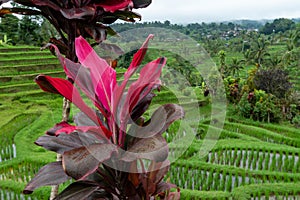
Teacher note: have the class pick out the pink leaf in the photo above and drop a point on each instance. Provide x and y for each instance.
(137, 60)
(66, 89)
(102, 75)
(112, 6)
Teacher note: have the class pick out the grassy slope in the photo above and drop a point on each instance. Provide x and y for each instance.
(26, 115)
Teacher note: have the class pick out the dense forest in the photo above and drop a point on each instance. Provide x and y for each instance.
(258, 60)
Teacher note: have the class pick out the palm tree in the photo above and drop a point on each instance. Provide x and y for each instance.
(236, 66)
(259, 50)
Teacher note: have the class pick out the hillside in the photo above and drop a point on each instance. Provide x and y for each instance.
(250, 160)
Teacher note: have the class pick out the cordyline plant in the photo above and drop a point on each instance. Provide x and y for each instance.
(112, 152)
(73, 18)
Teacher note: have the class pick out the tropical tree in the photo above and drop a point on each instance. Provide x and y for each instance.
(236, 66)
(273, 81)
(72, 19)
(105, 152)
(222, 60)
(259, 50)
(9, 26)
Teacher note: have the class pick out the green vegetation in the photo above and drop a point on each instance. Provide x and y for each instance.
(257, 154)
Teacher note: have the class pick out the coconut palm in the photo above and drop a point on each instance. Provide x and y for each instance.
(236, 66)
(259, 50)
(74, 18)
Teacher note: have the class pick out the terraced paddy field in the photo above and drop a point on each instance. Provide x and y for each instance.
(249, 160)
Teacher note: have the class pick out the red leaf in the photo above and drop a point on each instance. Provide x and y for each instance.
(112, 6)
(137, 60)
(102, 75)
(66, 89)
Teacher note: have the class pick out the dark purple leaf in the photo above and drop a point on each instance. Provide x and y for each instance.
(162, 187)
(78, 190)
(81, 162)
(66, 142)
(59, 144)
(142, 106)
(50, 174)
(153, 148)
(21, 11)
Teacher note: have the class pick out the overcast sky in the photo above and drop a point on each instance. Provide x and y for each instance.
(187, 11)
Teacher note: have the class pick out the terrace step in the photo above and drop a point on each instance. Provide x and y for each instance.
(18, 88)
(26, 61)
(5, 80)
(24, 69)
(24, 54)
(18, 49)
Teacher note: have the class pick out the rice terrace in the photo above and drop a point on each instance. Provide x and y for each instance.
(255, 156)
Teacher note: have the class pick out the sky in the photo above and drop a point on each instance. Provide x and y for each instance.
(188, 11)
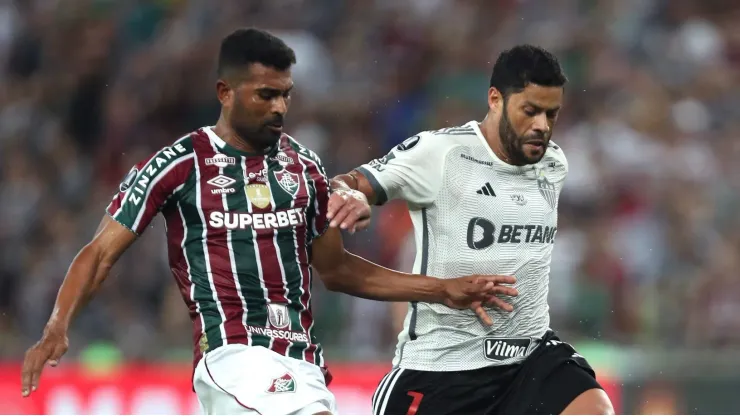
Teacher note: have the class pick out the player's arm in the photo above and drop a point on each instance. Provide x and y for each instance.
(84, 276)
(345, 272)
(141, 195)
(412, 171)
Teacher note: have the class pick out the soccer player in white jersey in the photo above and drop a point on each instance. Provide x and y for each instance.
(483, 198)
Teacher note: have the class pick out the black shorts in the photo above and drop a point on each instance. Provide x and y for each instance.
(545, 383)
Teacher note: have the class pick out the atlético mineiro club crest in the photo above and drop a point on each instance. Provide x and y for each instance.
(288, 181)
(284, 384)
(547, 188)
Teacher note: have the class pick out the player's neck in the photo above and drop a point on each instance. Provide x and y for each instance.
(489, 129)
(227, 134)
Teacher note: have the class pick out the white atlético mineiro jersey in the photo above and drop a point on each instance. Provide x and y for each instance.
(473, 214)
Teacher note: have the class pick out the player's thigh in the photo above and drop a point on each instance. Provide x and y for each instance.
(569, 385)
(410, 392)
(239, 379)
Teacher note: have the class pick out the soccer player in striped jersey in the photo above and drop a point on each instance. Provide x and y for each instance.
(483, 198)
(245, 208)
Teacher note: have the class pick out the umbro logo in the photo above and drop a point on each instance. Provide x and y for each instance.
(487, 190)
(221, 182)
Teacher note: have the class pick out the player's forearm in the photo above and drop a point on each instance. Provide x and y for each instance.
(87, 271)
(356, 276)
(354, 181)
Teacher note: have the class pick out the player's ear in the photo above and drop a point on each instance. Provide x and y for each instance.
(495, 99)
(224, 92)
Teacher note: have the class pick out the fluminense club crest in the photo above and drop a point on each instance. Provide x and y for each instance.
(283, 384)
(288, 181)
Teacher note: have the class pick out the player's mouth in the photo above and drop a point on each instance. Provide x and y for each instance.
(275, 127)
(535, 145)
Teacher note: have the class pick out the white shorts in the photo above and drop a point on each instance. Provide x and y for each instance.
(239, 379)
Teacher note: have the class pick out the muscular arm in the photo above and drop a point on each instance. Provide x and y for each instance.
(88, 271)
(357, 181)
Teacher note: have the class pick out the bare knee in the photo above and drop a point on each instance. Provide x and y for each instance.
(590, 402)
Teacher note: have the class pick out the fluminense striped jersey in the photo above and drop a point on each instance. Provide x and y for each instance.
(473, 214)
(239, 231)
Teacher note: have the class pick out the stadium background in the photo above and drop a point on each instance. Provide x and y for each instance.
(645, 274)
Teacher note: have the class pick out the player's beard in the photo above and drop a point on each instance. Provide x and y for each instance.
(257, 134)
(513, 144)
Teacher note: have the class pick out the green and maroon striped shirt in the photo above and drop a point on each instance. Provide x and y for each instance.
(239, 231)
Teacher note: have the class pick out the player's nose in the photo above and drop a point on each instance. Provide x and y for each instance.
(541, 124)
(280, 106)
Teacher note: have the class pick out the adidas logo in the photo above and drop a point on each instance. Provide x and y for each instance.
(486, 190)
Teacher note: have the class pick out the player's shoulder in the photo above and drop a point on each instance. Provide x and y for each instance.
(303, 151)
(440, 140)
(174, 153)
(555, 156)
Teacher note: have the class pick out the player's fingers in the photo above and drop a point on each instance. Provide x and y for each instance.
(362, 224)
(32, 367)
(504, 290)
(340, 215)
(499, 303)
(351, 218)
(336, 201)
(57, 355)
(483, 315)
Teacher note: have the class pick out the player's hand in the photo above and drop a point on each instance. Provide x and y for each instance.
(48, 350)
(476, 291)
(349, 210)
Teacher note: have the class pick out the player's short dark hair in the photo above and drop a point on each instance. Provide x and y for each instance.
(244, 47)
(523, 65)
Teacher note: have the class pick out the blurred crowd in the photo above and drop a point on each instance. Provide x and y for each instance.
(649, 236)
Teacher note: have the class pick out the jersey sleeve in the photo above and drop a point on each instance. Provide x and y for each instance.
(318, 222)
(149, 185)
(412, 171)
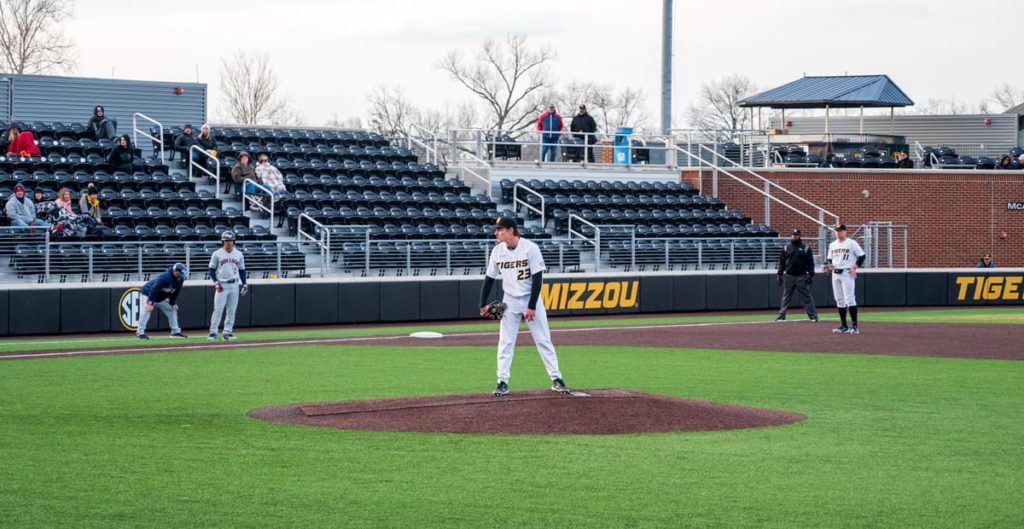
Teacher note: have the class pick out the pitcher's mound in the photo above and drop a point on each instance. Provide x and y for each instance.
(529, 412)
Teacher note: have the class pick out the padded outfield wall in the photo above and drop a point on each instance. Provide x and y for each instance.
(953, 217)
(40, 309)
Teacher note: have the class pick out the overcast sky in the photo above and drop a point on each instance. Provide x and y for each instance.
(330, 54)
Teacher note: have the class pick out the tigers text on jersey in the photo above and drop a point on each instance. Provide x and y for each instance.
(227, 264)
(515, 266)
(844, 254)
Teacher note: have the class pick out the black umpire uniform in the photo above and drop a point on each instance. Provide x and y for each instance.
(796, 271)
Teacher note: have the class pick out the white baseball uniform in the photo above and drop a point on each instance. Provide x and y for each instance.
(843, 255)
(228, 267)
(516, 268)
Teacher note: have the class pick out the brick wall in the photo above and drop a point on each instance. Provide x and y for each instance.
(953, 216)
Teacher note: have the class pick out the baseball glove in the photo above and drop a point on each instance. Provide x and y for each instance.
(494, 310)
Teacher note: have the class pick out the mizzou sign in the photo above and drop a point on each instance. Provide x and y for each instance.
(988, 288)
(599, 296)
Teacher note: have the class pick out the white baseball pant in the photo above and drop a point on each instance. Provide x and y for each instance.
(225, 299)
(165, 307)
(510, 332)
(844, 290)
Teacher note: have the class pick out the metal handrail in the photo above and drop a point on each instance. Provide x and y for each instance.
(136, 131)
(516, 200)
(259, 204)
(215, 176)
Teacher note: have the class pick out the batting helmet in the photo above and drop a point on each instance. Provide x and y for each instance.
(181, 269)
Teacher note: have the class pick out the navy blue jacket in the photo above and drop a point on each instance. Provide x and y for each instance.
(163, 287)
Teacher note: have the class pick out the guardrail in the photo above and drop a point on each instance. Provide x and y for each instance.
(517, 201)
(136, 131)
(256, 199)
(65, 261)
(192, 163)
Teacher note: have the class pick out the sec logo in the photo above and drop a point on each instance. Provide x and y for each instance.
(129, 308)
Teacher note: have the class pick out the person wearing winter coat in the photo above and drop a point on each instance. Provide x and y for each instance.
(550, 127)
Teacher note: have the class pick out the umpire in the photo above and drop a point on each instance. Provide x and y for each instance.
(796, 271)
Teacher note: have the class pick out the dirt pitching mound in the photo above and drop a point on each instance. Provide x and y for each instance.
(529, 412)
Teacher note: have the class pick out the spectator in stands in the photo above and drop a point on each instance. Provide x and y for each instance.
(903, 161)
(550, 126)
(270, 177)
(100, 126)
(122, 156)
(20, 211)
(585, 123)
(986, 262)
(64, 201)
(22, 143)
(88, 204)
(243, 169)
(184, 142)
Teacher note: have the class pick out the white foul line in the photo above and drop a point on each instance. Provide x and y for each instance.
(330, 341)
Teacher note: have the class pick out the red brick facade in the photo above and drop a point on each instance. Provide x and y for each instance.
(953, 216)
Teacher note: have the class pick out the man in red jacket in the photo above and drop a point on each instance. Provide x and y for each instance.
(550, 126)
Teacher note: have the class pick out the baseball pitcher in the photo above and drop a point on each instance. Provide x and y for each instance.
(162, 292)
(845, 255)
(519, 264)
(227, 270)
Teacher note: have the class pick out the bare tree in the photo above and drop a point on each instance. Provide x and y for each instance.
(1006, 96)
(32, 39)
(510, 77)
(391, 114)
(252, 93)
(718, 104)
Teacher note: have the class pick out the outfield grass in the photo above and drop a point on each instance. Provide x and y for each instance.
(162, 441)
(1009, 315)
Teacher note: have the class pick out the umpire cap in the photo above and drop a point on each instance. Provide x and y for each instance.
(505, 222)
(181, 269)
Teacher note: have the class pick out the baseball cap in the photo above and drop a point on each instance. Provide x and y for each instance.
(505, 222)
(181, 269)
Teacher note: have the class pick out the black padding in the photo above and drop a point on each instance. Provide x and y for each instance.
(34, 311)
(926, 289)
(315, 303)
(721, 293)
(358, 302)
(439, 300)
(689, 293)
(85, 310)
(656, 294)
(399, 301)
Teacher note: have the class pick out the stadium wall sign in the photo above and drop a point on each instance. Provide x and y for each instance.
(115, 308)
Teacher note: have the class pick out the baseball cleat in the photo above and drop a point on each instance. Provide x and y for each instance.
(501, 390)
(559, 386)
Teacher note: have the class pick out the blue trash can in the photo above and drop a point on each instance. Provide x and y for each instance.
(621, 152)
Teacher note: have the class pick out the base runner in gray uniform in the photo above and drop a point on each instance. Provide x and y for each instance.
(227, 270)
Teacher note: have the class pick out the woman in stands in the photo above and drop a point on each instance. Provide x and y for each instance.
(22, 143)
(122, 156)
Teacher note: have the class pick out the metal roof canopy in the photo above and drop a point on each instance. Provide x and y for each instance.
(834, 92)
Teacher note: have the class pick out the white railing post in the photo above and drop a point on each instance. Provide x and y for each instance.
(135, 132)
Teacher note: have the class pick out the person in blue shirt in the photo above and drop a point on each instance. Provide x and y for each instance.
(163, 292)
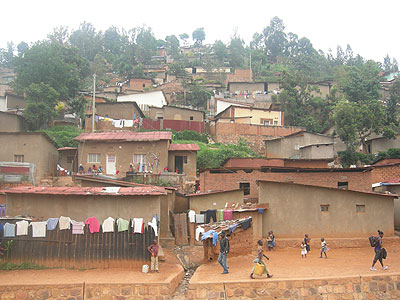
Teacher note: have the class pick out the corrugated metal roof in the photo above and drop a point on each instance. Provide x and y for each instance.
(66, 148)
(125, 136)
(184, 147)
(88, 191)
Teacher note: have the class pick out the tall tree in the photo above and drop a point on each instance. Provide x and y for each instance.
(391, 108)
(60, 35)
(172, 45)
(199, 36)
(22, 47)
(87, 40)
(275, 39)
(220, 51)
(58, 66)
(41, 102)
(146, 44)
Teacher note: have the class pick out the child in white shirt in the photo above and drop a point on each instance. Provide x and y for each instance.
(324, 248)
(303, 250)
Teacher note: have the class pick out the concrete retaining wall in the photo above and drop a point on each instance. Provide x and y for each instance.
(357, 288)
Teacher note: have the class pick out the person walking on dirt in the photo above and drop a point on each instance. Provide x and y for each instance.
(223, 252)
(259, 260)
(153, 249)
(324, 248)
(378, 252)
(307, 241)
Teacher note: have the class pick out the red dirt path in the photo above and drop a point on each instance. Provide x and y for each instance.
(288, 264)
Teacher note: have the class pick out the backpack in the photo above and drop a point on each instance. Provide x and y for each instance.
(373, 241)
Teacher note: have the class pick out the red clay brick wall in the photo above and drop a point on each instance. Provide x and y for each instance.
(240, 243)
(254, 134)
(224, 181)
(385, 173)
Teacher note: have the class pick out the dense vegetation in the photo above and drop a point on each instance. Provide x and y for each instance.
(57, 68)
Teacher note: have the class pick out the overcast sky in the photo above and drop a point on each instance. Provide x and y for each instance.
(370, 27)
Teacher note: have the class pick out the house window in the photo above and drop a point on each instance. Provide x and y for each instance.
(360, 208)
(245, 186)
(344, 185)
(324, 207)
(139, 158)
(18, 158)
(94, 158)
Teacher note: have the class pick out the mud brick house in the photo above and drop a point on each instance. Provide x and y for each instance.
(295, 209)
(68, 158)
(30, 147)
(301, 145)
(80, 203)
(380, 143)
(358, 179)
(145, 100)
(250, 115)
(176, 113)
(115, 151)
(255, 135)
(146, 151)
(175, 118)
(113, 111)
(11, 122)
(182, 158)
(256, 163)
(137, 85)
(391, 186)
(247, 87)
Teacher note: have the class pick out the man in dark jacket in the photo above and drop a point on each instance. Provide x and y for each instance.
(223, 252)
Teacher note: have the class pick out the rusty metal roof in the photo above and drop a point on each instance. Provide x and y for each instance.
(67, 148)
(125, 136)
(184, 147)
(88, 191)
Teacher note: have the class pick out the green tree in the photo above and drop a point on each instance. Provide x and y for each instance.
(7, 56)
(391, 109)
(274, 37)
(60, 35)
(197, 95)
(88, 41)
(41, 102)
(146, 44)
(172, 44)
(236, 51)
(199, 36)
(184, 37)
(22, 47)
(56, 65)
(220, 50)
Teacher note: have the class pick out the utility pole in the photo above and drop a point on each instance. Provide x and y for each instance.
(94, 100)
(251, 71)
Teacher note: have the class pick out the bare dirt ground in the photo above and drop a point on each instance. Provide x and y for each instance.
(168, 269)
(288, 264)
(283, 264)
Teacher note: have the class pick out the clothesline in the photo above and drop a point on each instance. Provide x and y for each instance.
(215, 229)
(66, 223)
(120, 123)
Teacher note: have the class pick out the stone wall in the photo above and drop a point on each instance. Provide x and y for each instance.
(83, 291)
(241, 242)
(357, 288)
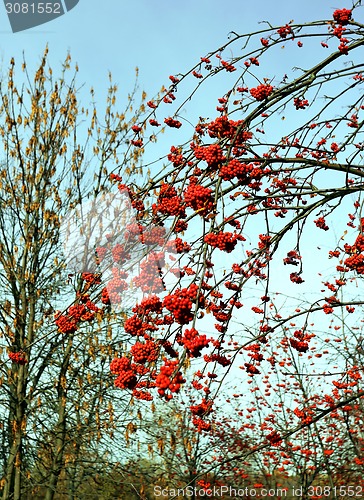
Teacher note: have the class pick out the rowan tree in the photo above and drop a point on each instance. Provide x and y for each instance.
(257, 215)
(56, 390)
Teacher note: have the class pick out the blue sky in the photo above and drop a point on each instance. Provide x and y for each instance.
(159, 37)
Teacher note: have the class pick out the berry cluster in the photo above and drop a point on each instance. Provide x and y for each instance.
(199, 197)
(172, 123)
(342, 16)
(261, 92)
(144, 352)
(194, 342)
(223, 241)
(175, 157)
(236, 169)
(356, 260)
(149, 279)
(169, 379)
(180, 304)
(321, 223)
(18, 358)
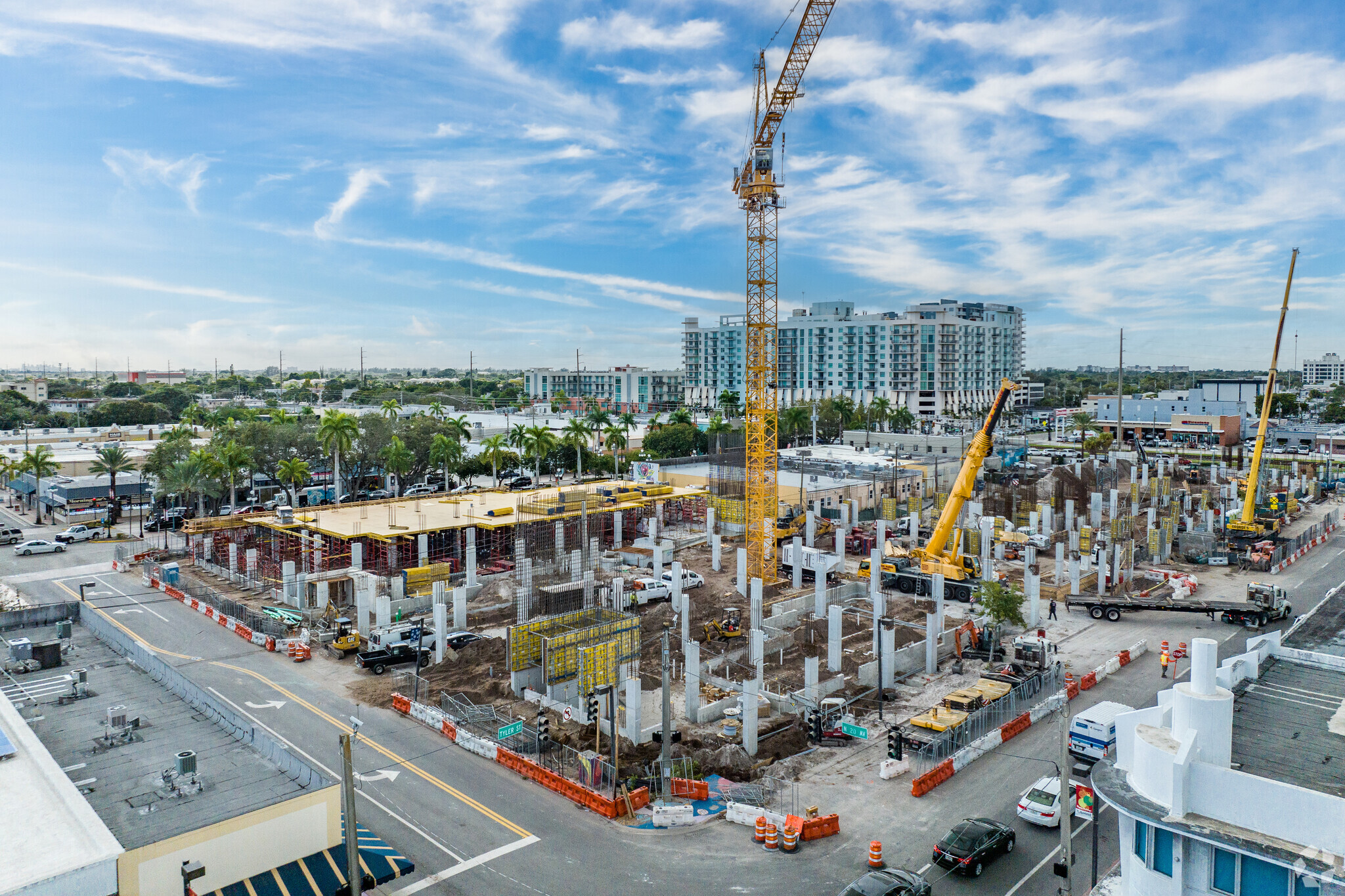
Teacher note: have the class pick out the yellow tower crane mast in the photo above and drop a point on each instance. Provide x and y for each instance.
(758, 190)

·····

__Exercise goal__: Nothing but the lines from the one containing "Teacher note: have the class pick out the yellow" through the last line of the data above should be given again, each exactly as it stands.

__Answer below__:
Teacher note: have the class pick out the yellow tower crane mast in the photo above and drop a point on each instance. Provide x and y for each instance.
(758, 190)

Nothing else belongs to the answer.